--- start Source excerpt ---

That was when the beemer went from slightly resented former flame to potential future bit-on-the-side held in reserve. I still didn’t have a plan, or much motivation to do a great deal with it, but at least I knew it would happily sit there for a few years waiting for me to get round to it. I did take more care thereafter to check regularly for intruders, and I’ve never put a cover on it since.

Fast forward to 2018. I was weekly commuting, and decided to give the trusty VRS a break and get back into the old beemer. I duly put it through another MOT, for which it needed a windscreen washer pump, some kind of slip ring that I didn’t really understand (something to do with the steering wheel/column?) and a new front spring. The garage supplied a pair of springs, but, feeling confident, I said just fit one and I’ll do the other…

So, back on the road, I relived some of the enjoyment of cruising on the motorway, and very occasionally swinging the back end around like a hooligan (mainly on airfields). It still put a smile on my face, and I also enjoyed the increasing rarity of these cars. I hardly ever saw another ‘90s car out on the roads. It felt special, and to still be running a sweetly as it does after all the neglect, it was being far nicer to me than I had any right to expect. My ‘chap’ who started my E36 journey back in 2009 may have been on to something!

--- end Source excerpt ---
--- start Supplied data ---

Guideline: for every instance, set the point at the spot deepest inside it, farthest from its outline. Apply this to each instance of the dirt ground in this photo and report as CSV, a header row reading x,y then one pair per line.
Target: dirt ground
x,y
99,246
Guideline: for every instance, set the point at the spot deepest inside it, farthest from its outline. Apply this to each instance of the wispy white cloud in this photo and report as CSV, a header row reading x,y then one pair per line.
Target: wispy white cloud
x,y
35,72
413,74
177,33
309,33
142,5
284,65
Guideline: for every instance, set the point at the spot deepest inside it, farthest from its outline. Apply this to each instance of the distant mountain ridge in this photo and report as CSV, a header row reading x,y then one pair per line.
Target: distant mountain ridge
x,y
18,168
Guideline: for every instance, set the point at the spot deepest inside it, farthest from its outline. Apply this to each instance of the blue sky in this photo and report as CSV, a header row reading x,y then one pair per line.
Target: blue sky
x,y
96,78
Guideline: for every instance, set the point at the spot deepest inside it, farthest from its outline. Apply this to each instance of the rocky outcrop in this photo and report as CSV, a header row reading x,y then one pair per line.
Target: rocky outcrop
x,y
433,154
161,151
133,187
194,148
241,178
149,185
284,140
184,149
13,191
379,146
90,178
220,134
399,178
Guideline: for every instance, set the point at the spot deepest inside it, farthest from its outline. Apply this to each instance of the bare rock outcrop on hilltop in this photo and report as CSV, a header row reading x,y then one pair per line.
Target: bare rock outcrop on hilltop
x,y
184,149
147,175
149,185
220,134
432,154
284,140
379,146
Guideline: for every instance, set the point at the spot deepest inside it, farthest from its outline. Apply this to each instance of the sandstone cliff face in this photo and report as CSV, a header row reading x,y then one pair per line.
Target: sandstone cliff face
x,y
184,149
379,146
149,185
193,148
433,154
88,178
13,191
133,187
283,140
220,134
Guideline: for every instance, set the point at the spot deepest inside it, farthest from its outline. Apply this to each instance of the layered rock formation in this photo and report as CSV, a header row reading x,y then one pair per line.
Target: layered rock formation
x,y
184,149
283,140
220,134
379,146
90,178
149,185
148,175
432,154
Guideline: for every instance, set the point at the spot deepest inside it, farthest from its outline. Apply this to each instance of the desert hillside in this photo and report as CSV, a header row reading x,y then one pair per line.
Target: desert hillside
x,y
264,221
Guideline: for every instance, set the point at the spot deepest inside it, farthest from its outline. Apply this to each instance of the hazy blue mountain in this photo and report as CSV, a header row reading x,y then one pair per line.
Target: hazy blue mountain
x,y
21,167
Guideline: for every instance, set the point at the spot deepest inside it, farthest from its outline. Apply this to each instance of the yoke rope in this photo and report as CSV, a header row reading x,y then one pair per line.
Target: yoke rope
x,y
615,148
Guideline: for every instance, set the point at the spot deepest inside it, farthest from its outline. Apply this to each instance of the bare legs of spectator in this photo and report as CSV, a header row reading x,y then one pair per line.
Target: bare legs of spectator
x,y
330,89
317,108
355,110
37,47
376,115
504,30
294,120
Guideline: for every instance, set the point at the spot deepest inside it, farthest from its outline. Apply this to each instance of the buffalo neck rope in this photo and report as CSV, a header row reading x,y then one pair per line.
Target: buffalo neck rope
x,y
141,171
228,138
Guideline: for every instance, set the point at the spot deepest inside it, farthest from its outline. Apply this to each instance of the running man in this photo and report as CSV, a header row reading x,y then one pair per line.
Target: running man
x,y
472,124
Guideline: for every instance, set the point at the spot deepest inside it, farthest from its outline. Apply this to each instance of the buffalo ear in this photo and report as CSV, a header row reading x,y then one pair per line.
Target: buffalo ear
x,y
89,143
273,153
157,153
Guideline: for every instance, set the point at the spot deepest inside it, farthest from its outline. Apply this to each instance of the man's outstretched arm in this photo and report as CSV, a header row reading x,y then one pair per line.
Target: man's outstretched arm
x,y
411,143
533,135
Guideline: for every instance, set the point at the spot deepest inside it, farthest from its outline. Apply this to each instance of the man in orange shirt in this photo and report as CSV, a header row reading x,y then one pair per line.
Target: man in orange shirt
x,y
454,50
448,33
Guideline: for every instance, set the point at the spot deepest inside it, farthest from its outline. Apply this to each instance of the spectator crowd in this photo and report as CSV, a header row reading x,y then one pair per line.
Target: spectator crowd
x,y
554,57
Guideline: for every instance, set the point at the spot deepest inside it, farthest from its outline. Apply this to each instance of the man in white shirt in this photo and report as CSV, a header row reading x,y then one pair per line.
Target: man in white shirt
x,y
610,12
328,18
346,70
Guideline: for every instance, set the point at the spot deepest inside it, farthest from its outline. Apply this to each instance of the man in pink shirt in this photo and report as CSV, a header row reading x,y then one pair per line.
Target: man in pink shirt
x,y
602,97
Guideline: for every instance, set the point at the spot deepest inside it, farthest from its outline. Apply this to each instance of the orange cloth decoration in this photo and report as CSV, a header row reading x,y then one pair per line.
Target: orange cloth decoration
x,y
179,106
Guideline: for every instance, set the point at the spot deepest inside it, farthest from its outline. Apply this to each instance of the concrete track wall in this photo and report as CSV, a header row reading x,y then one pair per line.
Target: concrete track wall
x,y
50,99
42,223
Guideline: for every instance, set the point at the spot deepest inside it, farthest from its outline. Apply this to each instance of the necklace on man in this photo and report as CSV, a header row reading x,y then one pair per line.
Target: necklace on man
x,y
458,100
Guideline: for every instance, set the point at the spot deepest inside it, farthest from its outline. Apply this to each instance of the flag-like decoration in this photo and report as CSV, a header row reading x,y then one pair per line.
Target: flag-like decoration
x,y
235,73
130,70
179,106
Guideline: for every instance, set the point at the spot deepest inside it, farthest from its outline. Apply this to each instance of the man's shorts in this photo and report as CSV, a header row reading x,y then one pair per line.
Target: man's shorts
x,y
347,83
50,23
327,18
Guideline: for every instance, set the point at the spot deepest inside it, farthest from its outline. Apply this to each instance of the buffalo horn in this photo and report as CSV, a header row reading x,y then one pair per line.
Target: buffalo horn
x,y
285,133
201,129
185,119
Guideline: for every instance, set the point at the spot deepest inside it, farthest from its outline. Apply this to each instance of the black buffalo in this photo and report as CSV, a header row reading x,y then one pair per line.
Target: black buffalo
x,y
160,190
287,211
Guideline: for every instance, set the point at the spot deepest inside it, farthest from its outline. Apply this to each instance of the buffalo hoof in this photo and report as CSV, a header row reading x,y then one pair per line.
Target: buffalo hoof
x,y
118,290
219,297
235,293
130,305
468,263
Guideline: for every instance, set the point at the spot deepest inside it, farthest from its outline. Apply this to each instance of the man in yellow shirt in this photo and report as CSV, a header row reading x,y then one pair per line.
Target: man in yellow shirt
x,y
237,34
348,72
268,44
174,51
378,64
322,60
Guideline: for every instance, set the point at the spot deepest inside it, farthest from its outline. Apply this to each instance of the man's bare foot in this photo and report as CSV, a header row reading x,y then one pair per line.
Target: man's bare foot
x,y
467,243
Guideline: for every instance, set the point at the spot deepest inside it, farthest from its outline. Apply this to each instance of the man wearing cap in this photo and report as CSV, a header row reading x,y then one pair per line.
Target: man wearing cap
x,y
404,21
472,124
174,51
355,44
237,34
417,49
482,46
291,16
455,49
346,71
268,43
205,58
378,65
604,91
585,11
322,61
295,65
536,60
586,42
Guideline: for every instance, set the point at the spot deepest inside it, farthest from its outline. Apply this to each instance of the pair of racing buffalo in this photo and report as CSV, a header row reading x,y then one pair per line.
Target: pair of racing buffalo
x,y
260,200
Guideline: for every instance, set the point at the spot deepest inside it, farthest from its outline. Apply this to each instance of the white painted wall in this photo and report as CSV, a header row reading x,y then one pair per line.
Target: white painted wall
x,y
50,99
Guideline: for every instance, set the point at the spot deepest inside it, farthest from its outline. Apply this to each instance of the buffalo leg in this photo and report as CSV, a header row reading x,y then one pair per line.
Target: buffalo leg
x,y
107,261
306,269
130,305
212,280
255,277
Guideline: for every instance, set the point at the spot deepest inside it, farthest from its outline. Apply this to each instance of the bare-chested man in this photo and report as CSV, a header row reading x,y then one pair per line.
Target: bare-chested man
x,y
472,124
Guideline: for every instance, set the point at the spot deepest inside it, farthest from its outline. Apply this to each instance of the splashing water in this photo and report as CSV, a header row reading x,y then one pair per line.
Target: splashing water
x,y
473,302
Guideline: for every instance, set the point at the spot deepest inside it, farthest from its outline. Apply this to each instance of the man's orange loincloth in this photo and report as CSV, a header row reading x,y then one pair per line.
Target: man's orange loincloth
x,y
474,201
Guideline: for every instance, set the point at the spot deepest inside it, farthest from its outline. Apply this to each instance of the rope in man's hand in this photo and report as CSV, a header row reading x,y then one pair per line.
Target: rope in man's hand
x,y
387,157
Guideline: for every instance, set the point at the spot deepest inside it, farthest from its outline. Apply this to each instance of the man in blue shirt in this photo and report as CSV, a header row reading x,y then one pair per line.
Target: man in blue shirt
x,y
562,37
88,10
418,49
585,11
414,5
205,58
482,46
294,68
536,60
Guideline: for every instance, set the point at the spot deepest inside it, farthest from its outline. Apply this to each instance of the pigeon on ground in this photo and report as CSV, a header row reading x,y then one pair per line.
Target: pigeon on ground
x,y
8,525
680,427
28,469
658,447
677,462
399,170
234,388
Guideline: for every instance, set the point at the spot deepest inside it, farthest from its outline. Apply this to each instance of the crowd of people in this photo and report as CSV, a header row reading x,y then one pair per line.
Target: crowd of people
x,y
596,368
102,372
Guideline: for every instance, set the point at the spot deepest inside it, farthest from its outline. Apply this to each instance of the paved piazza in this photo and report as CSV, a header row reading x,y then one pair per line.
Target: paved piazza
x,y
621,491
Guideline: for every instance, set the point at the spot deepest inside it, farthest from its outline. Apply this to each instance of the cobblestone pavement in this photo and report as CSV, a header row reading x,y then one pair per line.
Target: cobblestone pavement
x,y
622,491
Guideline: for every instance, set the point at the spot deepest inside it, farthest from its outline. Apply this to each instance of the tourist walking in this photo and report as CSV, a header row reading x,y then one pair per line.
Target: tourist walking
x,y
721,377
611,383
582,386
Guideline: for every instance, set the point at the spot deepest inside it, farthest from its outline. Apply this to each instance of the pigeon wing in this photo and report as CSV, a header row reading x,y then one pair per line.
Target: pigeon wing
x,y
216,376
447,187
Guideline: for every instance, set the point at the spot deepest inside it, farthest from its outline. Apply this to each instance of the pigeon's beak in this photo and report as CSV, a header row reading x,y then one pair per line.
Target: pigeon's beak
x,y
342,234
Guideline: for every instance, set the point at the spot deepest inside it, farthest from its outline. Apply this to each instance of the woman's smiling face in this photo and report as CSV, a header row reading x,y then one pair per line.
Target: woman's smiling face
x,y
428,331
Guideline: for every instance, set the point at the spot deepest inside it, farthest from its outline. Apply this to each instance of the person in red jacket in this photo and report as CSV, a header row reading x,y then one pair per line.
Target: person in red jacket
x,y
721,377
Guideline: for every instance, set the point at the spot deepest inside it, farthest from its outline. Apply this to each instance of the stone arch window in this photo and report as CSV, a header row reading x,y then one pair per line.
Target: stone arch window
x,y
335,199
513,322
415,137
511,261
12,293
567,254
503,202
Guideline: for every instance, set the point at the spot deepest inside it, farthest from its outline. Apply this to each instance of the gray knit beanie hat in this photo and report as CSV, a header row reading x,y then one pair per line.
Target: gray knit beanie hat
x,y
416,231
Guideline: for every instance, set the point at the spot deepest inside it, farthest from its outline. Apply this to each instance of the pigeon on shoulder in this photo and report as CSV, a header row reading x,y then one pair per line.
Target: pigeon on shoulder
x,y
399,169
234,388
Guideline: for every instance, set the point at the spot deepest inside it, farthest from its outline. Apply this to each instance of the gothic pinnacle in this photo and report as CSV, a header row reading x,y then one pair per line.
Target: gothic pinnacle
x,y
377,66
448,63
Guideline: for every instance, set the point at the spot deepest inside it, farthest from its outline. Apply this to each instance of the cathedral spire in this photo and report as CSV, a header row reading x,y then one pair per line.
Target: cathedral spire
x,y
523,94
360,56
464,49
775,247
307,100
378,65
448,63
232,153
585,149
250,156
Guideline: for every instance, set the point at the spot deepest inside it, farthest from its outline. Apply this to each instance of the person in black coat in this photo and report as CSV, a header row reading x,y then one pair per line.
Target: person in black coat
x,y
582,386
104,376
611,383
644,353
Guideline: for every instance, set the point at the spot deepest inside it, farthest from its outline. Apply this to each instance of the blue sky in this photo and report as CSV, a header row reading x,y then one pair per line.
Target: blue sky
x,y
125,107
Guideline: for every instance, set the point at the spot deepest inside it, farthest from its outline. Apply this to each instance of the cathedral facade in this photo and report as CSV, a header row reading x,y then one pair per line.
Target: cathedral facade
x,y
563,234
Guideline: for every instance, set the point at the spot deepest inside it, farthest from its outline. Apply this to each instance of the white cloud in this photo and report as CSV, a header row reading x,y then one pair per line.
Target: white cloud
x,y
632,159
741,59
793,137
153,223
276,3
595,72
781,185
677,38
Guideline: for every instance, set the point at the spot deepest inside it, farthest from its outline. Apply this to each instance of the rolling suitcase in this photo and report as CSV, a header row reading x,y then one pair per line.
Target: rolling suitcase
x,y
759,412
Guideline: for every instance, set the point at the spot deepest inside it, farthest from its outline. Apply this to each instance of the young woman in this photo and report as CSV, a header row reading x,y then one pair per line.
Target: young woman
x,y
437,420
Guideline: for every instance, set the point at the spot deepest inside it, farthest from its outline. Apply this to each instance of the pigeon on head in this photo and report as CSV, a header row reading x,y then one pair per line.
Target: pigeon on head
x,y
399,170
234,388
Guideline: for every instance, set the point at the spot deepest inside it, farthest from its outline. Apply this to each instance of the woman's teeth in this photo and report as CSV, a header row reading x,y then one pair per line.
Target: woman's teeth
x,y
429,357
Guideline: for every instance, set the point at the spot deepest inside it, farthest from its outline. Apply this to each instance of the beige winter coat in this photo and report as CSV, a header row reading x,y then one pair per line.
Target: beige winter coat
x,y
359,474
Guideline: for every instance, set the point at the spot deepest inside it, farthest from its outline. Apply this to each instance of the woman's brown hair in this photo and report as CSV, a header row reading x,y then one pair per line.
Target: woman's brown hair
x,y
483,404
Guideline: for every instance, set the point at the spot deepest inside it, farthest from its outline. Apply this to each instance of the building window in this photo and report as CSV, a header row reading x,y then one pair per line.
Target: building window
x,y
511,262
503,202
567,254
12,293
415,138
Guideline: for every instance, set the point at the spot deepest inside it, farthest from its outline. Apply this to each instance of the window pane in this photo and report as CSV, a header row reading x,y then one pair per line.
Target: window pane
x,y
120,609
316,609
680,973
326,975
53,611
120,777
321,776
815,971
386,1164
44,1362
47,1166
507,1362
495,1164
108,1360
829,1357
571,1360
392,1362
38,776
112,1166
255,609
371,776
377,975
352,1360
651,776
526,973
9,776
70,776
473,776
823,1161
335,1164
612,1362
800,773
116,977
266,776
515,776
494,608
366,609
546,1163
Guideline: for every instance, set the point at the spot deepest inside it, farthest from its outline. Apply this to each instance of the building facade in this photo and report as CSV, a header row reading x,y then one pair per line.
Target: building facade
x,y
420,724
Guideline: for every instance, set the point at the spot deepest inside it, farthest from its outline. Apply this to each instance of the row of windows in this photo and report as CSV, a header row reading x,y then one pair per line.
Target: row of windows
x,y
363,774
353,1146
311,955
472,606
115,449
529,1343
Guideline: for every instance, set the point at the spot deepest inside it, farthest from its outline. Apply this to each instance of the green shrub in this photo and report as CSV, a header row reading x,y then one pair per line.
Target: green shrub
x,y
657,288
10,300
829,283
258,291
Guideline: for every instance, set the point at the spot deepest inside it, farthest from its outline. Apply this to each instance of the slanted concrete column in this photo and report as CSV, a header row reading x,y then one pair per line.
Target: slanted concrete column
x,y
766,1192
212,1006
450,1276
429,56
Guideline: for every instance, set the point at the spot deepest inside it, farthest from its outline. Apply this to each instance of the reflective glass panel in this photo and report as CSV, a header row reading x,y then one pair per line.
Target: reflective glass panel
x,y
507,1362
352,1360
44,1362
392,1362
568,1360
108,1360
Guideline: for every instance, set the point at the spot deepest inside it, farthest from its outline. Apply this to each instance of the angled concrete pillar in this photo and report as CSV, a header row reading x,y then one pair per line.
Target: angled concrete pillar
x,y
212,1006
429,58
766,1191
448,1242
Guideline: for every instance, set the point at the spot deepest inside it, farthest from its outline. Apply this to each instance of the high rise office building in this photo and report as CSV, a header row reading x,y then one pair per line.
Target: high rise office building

--- end Supplied data ---

*What is needed*.
In the excerpt about the E36, why did driving the car again feel special? Answer in one to three sentences. The rows can be left aside.

*Task result*.
The car felt special because cars like it had become increasingly rare, and another '90s car was hardly ever seen on the roads. It also still ran sweetly after all the neglect.